:: EXCERPT TO READ ::
____________________

Question

Recently I'm learning concurrency control techniques in transactional databases. However, I am so confused about the differences between concurrency control in operating systems and in transactional databases.

Within my understanding, the concurrency control techniques introduced in database literature can be used in a multithreading program, whose threads share some variables with each other, and vice versa. The techniques used in multithreading programs for sharing variables between threads can also be used in databases for concurrency control.

Why do we bother to introduce this differently in database literature and in operating systems?

Was it helpful?

Solution

Databases have two concurrency requirements. One is the very short term physical management of memory blocks as they are referenced. These are known as latches in the DB world and can be implemented using mutexes and the like. The concern here is for the stability of a block of memory while a worker thread is accessing it.

The second controls the validity and isolation of the client data held within the DB. They control access to logical things (tuples, tables etc.) rather than physical hardware-related things (memory blocks). These are refered to as locks. They last as long as the client transaction lasts, which can be an arbitrarily long time. The locks are typically held in a separate structure to the one which holds the object that is locked. Consequently the thing locked need not be in memory for the whole duration that the lock is held. For example, a page may be read in, a row inserted and a lock taken on it to ensure isolation. If the page containing the new row is evicted the lock would remain in effect. Indeed, the things locked may not exist when the lock is taken! A range lock protects key values from a lower bound to an upper bound. Neither of these values need be present in the data when the lock is acquired, nor must There be values that fall within the range. Nevertheless the lock will come into effect and allow isolation of clients' work.

The introductory sections of Goetz Graefe's "Survey of B-Tree Locking Techniques" covers these ideas nicely.

An OS deals with the first of these only (in my limited expertise). Any extension to disk is hidden behind virtual memory and the page file. In contrast a DBMS explicitly handles RAM and disk residence to optimise for its specific use-case. Different requirements lead to different treatments between OS and DBMS.

OTHER TIPS

In addition to what Michael Green has pointed out in his excellent answer, you should also be aware of optimistic concurrency which is an application-level technique in a database that is used to guard against two users (or processes) attempting to modify the same piece of data. The technique is used when there is a low, but non-zero chance of two updates being made to a single piece of data. It's a similar scenario, conceptually at least, to a race condition, but it's not identical and it doesn't call for the same handling, so the techniques that an OS might use can't be applied in exactly the same way to an application database.

The scenario is that two users, for example Bob and Jane, read a customer record in the database. They both see the same version of the record. Then Bob saves a change, let's say to a customer's address on that record. A little bit latter, Jane saves a different change, let's say to the customer's credit limit. Since Jane didn't know about Bob's change, Jane's change overwrites Bob's, causing Bob's changes to be lost.

____________________

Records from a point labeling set
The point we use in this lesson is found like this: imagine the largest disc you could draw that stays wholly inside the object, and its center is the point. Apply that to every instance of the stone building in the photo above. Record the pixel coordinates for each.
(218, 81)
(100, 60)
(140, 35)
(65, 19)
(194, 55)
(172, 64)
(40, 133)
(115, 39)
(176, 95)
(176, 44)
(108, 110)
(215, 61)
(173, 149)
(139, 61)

____________________

:: JOBS ::
(a) Name every person mentioned in the thread on database concurrency control.
(b) Carry on the thread on database concurrency control from its final sentence.

:: RESPONSES PER TASK ::
(a) Goetz Graefe, Michael Green, Bob, Jane

(b)
At the application level, you can protect against this scenario a couple of different ways. One is to re-read all of the data just before saving changes to make sure that it hasn't been changed since the last time it was read. This is a little bit onerous if the record has a lot of fields. A second way is to use a single field in each record as a sentinel that is updated every time anyone saves a change to a record. You could do this with something like a last_modified_datetime field, but depending on how actively records are updated this may not be precise enough. Many RDBMSs have a feature to help with this. SQL Server, for example has a data type called ROWVERSION (formerly TIMESTAMP) which is a system-generated binary field that is automatically modified by the database every time a record is updated.

To be sure that Bob had not swooped in and modified the data out from under Jane, she would write her update statement to including something like: ...WHERE CustomerID=@CustID AND CustRowVersion=@LastModRowVersion(*)

Jane checks the count of affected rows for her update statement and if the number is 0 she knows that Bob (i.e. someone else) has been up to his old tricks and she needs to refresh her view of the data and reapply her changes.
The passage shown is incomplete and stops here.